-------- Text provided --------

Our study also shows that GLP-1 RAs have a greater ability to reduce the risk of other lung diseases, such as acute lower respiratory infections, suppurative lung disease, and pulmonary fibrosis. Previous studies have demonstrated that GLP-1 RAs can reduce pulmonary fibrosis by downregulating collagen synthesis, restoring ACE2 expression to rebalance the RAS pathway, and increasing surfactant proteins to support alveolar structure and lung function in animal models30 which is consistent with our real-world findings. Other studies have reported similar results, showing that GLP-1 RAs can lower the risk of lung infections such as pneumonia and bronchitis31. However, the exact mechanisms by which GLP-1 RAs reduce the incidence of lung infections remain unclear.

The precise mechanism through which GLP-1 RAs reduce respiratory illness risk remains unclear, but several potential explanations have been proposed. A key reason is the well-documented anti-inflammatory and antioxidant properties of GLP-1 RAs20,32. These drugs can regulate the activity of immune cells, suppress the activation of the nuclear factor-κB pathway, and reduce the production of proinflammatory cytokines33. In addition, they induce changes in inflammatory and oxidative stress biomarkers34 contributing to improved disease management. GLP-1-based therapies, including GLP-1 RAs and DPP4is, exert anti-inflammatory effects on various organs, such as the lungs, liver, brain, and kidneys; therefore, these drugs hold promise for treating inflammation-related diseases21,35. The relatively low effectiveness of DPP4is in mitigating lung cancer risk may be attributable to their potential to increase substance P 36, which is associated with cancer development37. This mechanism may explain why DPP4i users have a higher risk of lung cancer than do GLP-1 RA users.

-------- Source information --------

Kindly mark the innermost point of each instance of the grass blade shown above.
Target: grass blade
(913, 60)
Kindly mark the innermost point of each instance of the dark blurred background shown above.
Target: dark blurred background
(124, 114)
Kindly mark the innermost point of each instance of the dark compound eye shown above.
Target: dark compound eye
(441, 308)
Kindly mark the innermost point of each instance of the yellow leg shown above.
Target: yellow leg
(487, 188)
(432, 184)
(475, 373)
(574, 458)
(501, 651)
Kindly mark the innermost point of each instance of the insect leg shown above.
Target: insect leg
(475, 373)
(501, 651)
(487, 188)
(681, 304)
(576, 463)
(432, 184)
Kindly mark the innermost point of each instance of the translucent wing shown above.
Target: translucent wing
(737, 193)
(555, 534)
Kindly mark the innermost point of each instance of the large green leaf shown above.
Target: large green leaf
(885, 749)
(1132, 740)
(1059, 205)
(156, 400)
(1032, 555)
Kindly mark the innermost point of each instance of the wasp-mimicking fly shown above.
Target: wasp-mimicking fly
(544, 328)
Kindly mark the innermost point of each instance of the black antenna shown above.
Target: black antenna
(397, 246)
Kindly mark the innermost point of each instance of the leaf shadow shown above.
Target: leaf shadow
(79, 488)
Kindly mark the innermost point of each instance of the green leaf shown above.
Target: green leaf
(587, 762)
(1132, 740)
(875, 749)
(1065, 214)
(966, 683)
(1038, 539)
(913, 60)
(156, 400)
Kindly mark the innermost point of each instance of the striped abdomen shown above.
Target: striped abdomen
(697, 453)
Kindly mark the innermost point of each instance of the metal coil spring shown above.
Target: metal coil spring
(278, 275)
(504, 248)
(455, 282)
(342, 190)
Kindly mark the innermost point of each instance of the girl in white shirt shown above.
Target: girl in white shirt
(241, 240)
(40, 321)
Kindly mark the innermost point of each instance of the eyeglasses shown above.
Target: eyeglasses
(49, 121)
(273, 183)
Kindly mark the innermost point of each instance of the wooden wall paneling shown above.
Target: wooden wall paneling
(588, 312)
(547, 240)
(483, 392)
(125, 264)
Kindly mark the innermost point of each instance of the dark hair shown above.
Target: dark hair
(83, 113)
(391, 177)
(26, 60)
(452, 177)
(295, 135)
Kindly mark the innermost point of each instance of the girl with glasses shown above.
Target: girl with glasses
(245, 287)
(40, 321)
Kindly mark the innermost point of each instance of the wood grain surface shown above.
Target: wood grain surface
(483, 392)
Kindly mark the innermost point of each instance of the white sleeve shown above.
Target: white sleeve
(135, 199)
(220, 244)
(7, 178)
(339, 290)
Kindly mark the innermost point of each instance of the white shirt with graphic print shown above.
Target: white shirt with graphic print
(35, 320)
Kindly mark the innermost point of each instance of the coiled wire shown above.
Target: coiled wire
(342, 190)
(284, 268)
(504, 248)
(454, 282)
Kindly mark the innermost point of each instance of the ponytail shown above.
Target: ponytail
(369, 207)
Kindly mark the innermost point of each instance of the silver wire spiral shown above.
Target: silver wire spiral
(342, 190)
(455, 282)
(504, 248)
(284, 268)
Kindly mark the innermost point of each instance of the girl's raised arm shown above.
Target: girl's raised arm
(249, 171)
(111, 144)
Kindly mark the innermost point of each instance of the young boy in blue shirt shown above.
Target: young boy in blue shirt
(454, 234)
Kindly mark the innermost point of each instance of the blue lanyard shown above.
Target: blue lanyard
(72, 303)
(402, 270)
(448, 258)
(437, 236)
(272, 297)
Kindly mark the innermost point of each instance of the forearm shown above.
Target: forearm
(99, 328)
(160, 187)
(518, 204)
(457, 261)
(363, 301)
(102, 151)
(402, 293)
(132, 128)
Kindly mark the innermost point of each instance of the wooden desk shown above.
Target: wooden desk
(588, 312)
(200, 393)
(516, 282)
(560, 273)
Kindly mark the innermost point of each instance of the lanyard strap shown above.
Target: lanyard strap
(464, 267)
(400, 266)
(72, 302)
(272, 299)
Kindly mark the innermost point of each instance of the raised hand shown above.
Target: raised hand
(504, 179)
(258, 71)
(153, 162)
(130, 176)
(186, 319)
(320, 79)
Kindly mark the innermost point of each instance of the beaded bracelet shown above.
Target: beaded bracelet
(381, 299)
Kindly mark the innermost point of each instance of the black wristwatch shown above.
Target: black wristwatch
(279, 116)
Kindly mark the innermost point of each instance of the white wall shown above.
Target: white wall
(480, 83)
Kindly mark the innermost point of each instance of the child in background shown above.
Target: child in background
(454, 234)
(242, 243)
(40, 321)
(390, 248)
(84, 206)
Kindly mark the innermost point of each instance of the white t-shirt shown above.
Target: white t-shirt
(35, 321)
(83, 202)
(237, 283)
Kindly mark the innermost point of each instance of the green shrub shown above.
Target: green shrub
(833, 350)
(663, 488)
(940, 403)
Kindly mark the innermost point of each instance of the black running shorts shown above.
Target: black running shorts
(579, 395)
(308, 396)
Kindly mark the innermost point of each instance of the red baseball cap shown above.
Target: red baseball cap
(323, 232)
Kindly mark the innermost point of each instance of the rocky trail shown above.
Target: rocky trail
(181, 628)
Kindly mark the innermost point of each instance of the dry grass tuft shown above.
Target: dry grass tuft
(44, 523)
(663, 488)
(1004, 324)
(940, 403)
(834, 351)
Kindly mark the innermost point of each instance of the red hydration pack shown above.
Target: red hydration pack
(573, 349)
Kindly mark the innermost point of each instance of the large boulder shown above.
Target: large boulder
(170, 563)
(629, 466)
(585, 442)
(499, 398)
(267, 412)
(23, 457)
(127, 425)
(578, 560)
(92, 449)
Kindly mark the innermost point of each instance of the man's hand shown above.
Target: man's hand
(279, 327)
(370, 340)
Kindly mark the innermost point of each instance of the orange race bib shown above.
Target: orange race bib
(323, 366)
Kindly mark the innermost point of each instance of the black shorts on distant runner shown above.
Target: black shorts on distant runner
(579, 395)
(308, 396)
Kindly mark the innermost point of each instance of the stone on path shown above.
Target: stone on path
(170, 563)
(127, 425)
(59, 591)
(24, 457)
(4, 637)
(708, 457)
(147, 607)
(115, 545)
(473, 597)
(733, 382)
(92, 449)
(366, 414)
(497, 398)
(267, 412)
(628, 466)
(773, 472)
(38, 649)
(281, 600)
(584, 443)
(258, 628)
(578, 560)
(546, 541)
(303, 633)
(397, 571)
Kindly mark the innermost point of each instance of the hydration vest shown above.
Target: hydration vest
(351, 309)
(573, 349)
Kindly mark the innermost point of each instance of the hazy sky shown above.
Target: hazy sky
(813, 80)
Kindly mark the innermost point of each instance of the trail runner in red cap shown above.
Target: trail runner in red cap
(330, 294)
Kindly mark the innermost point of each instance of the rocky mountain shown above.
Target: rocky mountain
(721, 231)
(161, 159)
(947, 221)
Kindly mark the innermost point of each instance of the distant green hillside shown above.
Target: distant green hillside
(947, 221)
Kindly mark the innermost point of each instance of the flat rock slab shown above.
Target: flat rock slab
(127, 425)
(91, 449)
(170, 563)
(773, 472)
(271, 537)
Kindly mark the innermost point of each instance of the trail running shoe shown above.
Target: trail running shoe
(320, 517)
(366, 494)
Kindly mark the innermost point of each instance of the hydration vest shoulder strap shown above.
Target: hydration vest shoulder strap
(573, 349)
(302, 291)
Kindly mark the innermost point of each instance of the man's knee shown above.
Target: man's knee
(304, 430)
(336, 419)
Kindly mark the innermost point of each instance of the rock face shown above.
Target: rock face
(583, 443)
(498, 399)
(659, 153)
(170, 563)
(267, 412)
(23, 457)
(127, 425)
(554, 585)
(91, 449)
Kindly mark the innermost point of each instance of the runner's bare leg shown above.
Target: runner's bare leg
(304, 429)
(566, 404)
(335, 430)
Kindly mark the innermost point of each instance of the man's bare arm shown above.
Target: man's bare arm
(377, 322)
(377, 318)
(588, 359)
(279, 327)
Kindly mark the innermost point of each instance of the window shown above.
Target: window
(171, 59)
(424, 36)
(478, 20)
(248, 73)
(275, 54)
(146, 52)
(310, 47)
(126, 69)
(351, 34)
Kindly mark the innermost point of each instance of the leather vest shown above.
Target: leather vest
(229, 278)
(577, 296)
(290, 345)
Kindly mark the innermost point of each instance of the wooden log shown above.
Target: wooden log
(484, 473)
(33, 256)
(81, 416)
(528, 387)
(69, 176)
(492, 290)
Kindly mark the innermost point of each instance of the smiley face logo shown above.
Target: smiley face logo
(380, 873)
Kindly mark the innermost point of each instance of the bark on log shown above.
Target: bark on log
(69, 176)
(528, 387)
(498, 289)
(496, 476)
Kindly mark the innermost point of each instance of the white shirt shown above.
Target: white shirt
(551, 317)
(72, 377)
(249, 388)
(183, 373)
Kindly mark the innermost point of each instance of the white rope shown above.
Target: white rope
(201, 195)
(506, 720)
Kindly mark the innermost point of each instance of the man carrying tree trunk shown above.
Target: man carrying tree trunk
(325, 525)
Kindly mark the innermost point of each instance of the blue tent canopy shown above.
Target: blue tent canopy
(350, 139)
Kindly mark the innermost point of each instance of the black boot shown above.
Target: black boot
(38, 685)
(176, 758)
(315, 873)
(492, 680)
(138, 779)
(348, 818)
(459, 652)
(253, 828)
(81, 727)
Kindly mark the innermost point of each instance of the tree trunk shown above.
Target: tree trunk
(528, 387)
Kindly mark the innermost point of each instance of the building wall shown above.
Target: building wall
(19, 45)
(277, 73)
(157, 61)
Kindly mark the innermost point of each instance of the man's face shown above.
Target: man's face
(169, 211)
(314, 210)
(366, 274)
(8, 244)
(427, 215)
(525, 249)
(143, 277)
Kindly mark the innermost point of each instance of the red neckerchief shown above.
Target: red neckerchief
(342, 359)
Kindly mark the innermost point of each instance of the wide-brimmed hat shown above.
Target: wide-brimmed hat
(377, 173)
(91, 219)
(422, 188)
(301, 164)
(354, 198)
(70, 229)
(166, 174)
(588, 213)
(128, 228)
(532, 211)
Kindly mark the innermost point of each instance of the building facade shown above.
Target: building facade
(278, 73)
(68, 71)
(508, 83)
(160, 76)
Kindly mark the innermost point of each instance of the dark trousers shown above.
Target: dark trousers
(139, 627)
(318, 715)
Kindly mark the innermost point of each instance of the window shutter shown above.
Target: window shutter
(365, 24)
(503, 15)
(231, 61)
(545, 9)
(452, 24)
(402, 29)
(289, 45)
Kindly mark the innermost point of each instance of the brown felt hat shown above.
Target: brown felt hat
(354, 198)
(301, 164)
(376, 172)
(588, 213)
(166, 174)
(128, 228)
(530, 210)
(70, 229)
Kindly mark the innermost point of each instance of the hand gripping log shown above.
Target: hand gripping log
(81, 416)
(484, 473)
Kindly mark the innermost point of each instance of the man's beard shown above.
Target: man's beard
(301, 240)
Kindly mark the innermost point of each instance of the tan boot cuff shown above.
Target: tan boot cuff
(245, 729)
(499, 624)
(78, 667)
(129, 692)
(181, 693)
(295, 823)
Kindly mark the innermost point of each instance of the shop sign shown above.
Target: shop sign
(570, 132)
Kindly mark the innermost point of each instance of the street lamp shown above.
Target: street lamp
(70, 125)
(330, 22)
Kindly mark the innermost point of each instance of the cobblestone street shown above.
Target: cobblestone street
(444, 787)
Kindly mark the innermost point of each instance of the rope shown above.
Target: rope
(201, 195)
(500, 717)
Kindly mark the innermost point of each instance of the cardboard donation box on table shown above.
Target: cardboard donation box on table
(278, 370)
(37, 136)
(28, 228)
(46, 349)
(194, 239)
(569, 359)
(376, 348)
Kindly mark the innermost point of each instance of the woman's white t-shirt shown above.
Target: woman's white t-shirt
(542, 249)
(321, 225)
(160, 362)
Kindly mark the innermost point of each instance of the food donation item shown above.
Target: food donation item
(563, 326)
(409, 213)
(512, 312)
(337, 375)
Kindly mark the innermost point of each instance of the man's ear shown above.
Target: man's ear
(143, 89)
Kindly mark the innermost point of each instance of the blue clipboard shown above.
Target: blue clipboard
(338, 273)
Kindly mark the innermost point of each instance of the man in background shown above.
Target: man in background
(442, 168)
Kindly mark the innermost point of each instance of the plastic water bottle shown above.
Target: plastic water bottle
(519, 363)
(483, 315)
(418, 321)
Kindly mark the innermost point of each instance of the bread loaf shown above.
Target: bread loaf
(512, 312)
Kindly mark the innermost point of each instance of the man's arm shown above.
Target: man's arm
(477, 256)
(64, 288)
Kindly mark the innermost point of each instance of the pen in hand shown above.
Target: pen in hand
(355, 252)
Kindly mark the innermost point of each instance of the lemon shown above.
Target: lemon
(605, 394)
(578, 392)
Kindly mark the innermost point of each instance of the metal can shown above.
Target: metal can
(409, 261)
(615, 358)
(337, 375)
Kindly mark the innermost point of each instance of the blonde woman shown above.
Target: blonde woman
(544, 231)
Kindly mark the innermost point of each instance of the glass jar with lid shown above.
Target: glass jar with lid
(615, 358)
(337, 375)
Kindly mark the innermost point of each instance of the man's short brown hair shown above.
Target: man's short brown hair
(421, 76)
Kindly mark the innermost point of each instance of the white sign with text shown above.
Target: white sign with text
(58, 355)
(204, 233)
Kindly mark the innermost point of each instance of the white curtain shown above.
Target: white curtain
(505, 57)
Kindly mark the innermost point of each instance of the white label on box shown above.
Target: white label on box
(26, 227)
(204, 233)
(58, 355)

--------

**Work request 1:**
For the passage on GLP-1 RAs and lung disease, say whether each statement agrees with it, answering yes or no and quoting the deciding words: (a) The passage presents the exact mechanisms by which GLP-1 RAs lower the incidence of lung infections as established. (b) GLP-1 RAs suppress activation of the nuclear factor-κB pathway. (c) DPP4i users have a lower risk of lung cancer than GLP-1 RA users.
**Work request 2:**
Continue the passage on GLP-1 RAs and lung disease, beginning after its final sentence.

**Answer area 1:**
(a) No: "the exact mechanisms by which GLP-1 RAs reduce the incidence of lung infections remain unclear"
(b) Yes: "suppress the activation of the nuclear factor-κB pathway"
(c) No: "DPP4i users have a higher risk of lung cancer than do GLP-1 RA users"

**Answer area 2:**
The present study has some limitations. First, Due to its retrospective design, this study is subject to inherent biases, and causality cannot be established. Key factors in lung cancer development—such as smoking (pack-years, duration, or changes over time), occupational exposure, air pollution, and family history38,39—were unavailable, and differences in these variables among patients may have affected our results. Although we accounted for many baseline conditions, certain factors might not have been documented in the TriNetX platform and thus could not be included. Second, our reliance on data from the TriNetX platform might have introduced coding-related inaccuracies. Information on patient compliance and actual medication use was not available, which might have affected the assessment of treatment effects. Third, we did not categorize lung cancer into specific subtypes such as adenocarcinoma, squamous cell carcinoma, and small cell carcinoma. This limited our ability to evaluate potential variations in risk among different histological types of lung cancer. Fourth, the reliability of cancer diagnoses in TriNetX, like other large real-world data sources, relies on the accuracy and completeness of EHRs from participating health systems. Nonetheless, studies in EHR data generally report high positive predictive values (over 80–90%) for the cancer diagnosis40,41. Moreover, we excluded individuals with prior cancer to ensure active follow-up, but acknowledge that cases diagnosed outside the network may be missed, potentially introducing ascertainment bias. Fifth, this study predominantly involved white people (about 60%). As a result, the applicability and generalizability of these findings to individuals from other ethnic backgrounds may be limited, since the results are based primarily on data from white participants. The finally, although this study considered contributing factors, the exact mechanism by which GLP-1 RAs affect lung health remains unclear. Future research should investigate how GLP-1 RAs reduce lung cancer and infection risk.

Conclusion

Our findings indicate that GLP-1 RAs significantly lower the risk of lung cancer and may improve lung health, reinforcing their protective effects on pulmonary disease beyond glycemic control. Future research should also address unresolved confounders and evaluate the effectiveness of GLP-1 RAs in specific populations and across different lung disease subtypes.